Document text.
Multithreaded PRMan

Multithreaded PRMan

September, 2009 (Revised August 2015)

Introduction to Multithreaded PRMan

Pixar's RenderMan supports multithreaded rendering. Within a single prman invocation, multiple threads will process the image simultaneously. If there are multiple processing units available this will usually result in a faster time to completion for a given set of input data. The primary advantage of multithreaded rendering over multi-process rendering (which is the method employed by netrender) is a smaller memory footprint and reduced shading computation. When multi-processing, each process will consume nearly the same amount of memory per frame as a single process would. With multithreading, the total memory footprint will be significantly lower.

By default, prman will determine the number of processing units available and will operate in multithreaded mode. A single invocation of prman will only consume one license by default and will utilize all the processing units on a given host machine. The user can override the default behavior by specifying the number of processing units that will be used with the -t:n option, where n is the number of processing units the user wants the renderer to utilize. The user can also change the default number of processing units via the rendermn.ini file:

/prman/nprocessors  1

This is useful if one wants to override the default behavior, which queries the system for the number of processing units available. If the nprocessors setting is found, it will use that setting instead of querying the system.

Performance Expectations

prman in multithreaded mode should almost always result in faster render times than prman in single-threaded mode. The amount of speed up is highly scene dependent, as different scenes involve varying usages of resources that must be shared between processing units (RAM and disk). As a general rule of thumb, the scalability of multithreaded rendering improves with more complicated scenes, which is fortunate since it is exactly those kinds of scenes that most need the improved performance.

When using prman in multithreaded mode, one has to reconcile real-time (also know as elapsed-time) statistics with the user-time statistics. When multithreading, user-time will be the total amount of processor time utilized by all processing units on the system. This will normally be more than real-time because multiple processing units will be active simultaneously.

In multithreaded mode prman should use less memory per scene than multi-processing mode. However, some of the rendering subsystems will utilize more memory in multithreaded mode than single-threaded mode to maintain performance. One subsystem that will utilize more memory is texturing (both 2D and 3D). The texturing system will create texture caches per processing unit that will consume slightly more memory than an invocation of prman that utilizes only a single processor. Likewise, ray tracing will create a geometry cache per processor and will consume slightly more memory in multithreaded mode than in single-threaded mode. Finally, hiding can occur simultaneously in multiple buckets, which will lead to increased visible point memory footprint; this is noticeable especially for scenes with high depth complexity.

Performance Tuning

There are several options that can be used to control the performance of multithreaded prman. The first option, of course, is -t:n, where the user can specify n processing units to be used. Performance should increase with the number of processing units utilized. Specifying more processing units than are physically available on the system (often called overscheduling) will most likely result in a slower render time.

The number of threads can also be explicitly set directly in a RIB file, using:

Option "limits" "int threads" [3]

This is an advanced Ri option; it currently accepts an integer between 1 and 32, with the number of processing units on the executing host being the default.

Pointing records

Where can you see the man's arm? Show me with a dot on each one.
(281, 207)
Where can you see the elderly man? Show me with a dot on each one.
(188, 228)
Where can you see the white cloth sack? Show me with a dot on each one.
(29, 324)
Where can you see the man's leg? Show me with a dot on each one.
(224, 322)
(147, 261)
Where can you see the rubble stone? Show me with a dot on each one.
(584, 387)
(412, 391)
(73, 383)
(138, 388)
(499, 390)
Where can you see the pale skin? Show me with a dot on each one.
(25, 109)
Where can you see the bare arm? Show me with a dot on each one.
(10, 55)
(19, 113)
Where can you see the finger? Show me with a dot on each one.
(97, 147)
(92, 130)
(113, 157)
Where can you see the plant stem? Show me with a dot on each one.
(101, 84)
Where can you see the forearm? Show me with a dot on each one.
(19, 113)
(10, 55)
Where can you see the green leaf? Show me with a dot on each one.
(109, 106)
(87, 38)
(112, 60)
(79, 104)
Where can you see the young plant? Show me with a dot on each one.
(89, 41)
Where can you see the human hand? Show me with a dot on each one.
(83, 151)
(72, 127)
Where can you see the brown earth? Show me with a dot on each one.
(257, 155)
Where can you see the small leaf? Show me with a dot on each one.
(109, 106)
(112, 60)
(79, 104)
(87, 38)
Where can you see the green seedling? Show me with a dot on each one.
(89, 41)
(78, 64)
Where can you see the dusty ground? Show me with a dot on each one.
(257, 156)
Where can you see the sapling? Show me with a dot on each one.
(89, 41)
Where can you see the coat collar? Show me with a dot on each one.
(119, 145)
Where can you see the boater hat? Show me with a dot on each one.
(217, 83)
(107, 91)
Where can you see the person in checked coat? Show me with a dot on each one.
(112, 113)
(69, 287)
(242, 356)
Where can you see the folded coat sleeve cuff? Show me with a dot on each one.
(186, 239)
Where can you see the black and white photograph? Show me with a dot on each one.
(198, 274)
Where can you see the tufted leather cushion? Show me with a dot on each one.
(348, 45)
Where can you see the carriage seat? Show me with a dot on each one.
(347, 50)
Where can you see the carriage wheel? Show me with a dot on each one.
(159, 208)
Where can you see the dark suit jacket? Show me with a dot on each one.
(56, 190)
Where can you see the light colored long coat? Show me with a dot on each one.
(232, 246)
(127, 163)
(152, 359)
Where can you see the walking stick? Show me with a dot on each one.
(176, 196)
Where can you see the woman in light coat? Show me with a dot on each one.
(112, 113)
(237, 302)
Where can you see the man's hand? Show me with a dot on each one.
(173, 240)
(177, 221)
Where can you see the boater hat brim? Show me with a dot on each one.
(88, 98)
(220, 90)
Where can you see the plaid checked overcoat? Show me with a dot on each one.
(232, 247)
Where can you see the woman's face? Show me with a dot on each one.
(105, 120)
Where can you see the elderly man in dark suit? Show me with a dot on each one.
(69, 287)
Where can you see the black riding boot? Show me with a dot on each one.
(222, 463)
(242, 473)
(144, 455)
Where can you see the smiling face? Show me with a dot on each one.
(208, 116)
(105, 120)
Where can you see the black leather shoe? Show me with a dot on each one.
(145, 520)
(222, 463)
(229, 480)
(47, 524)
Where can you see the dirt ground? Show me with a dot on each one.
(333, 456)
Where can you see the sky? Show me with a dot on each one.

Short task 1. According to the multithreaded PRMan page, what is the primary advantage of multithreaded rendering over multi-process rendering?
Short task 2. Reproduce the passage of the multithreaded PRMan page starting at "prman in multithreaded mode should" and ending at "be active simultaneously.".

Correct answer 1. A smaller memory footprint and reduced shading computation.

Correct answer 2.
prman in multithreaded mode should almost always result in faster render times than prman in single-threaded mode. The amount of speed up is highly scene dependent, as different scenes involve varying usages of resources that must be shared between processing units (RAM and disk). As a general rule of thumb, the scalability of multithreaded rendering improves with more complicated scenes, which is fortunate since it is exactly those kinds of scenes that most need the improved performance.

When using prman in multithreaded mode, one has to reconcile real-time (also know as elapsed-time) statistics with the user-time statistics. When multithreading, user-time will be the total amount of processor time utilized by all processing units on the system. This will normally be more than real-time because multiple processing units will be active simultaneously.